══ Records to use

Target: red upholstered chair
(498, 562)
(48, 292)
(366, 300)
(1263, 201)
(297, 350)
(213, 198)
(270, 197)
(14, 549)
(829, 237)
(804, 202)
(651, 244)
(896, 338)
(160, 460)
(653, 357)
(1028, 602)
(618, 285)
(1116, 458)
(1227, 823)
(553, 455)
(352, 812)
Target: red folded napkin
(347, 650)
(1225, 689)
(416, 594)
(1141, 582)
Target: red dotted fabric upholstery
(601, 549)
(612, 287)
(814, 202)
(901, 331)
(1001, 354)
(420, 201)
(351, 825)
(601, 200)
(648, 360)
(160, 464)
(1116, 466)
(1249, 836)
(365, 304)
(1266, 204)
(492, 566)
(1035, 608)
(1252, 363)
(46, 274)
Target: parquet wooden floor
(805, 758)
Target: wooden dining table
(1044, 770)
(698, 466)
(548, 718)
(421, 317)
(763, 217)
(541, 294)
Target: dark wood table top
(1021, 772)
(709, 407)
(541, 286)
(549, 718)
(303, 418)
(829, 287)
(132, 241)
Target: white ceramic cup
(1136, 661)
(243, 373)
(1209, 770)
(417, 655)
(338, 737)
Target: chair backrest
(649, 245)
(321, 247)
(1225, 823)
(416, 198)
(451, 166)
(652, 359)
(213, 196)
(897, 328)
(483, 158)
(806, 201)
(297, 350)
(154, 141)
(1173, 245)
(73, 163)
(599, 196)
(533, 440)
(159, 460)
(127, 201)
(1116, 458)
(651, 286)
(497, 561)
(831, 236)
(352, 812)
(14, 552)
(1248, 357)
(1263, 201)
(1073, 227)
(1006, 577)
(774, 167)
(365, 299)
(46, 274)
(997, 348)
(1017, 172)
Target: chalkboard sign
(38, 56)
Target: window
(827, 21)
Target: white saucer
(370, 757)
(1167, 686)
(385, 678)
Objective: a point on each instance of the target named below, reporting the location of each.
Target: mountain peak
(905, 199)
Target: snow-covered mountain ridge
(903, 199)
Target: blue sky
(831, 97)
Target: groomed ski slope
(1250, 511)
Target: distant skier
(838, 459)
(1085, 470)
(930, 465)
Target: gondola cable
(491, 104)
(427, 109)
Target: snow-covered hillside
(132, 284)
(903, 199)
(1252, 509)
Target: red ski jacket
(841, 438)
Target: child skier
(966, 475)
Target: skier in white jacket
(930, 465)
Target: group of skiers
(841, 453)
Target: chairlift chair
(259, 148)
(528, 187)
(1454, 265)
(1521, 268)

════

## The request
Quote the stretch of items above, from the line that contains "Target: window" through the last line of the items.

## The solution
Target: window
(827, 21)
Target: white saucer
(370, 757)
(1167, 686)
(385, 678)
Objective: a point on each instance of the target named below, reporting the location of each.
Target: mountain peak
(905, 199)
Target: snow-covered mountain ridge
(903, 199)
Target: blue sky
(831, 97)
Target: groomed ski slope
(1250, 511)
Target: distant skier
(838, 459)
(1085, 470)
(930, 465)
Target: gondola cable
(491, 104)
(427, 109)
Target: snow-covered hillside
(132, 284)
(903, 199)
(1252, 509)
Target: red ski jacket
(841, 438)
Target: child skier
(966, 475)
Target: skier in white jacket
(930, 465)
Target: group of skiers
(841, 453)
Target: chairlift chair
(259, 148)
(528, 187)
(1454, 265)
(1521, 268)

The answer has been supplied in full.